• [EXCERPTED PASSAGE]
Segment Open
Biden, meanwhile, has said he thinks it’s dangerous for Republicans to use the potential for default as a bargaining chip and has called on Congress to raise the debt cap without conditions, as it has under other presidents, including when Republicans controlled both chambers of Congress under former President Donald Trump.
“MAGA Republicans are laying out two options for us: 1. Cut veterans’ benefits, Meals on Wheels, education, and health care. 2. Force America to default on its debt,” Biden wrote in a tweet Sunday. “They’re holding the American economy hostage.”
Biden and White House officials have argued that the nation’s debt was amassed over more than 200 years and that it ballooned by nearly $8 trillion during Trump’s four years in office.
In March, the president proposed a $6.8 trillion budget, which the White House says would cut deficits by nearly $3 trillion over 10 years. Biden’s plan hinges on raising taxes on wealthy Americans and ending subsidies for the oil and gas industry, unpopular measures among conservative lawmakers.
Biden argues the Republicans’ proposed budget would, among other things, put 21 million people at risk of losing Medicaid, result in tens of thousands of federal law enforcement agents and teachers losing their jobs, and make it more difficult for veterans to schedule appointments at Veterans Administration hospitals.
The White House also has pointed to a Moody’s Analytics report that predicted McCarthy’s plan would slow economic growth and result in 780,000 fewer jobs by the end of 2024 compared to a clean increase to the debt limit.
In Biden’s mind, Tuesday’s meeting is not a debt limit negotiation at all. The president has insisted all along he welcomes dialogue with Republicans on how to reduce the deficit and control the national debt if the talks are not linked to the debt ceiling.
Biden said Friday he will on Tuesday “reiterate to congressional leaders that they should do what every other Congress has done — that is pass the debt limit, avoid default.”
Senate Republicans, however, made it clear over the weekend that Biden will not find sympathetic allies with them.
Segment Closed
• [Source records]
Segment Open
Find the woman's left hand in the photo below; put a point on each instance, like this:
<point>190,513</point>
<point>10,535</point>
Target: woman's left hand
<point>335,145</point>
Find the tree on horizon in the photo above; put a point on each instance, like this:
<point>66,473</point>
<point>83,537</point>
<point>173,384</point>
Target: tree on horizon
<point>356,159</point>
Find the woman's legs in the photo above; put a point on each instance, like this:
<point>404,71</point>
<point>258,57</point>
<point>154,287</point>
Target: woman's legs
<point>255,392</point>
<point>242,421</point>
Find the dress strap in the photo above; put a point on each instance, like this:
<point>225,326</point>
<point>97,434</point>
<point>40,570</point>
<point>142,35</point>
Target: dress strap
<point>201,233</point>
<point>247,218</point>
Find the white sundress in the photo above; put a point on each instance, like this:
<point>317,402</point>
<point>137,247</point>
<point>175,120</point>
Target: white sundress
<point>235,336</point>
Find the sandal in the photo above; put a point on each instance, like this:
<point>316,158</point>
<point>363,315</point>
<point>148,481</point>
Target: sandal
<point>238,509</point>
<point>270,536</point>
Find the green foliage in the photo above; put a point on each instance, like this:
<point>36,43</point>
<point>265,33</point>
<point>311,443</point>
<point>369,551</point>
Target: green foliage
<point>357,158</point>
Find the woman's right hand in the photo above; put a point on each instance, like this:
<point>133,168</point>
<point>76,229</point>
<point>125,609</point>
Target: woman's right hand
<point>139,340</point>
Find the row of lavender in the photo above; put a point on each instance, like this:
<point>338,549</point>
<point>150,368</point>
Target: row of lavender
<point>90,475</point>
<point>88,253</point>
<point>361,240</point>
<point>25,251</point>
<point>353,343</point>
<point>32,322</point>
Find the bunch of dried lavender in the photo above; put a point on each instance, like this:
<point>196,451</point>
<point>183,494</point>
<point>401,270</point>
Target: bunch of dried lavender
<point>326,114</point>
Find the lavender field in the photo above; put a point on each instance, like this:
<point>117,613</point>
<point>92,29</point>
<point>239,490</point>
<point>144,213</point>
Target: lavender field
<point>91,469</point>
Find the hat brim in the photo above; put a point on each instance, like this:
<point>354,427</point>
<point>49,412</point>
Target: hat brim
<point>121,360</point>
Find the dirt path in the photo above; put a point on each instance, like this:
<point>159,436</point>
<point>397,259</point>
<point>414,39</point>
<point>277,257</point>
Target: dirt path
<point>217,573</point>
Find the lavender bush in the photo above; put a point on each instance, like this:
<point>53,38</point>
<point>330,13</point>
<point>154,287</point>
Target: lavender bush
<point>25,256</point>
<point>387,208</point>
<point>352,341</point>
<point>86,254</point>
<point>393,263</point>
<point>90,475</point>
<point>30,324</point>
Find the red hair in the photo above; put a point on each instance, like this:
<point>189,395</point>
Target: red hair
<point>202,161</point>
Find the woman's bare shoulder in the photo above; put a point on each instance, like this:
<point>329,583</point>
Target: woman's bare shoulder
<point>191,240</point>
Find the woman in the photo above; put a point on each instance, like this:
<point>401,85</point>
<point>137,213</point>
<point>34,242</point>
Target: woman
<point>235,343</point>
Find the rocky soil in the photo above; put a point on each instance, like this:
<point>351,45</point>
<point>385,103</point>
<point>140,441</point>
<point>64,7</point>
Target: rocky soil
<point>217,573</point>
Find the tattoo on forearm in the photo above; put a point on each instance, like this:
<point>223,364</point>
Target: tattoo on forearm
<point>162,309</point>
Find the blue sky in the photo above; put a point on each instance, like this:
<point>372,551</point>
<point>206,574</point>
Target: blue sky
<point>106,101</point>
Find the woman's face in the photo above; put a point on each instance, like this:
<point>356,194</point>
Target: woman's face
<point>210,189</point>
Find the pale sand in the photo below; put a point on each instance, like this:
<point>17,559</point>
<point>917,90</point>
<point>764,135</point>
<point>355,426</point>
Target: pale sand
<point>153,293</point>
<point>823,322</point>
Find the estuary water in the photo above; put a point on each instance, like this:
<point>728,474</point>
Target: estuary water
Segment Closed
• [TRY IT] According to the debt ceiling passage, how large was the budget the president proposed in March? Rely only on the debt ceiling passage.

• [SOLUTION TO THIS TASK] $6.8 trillion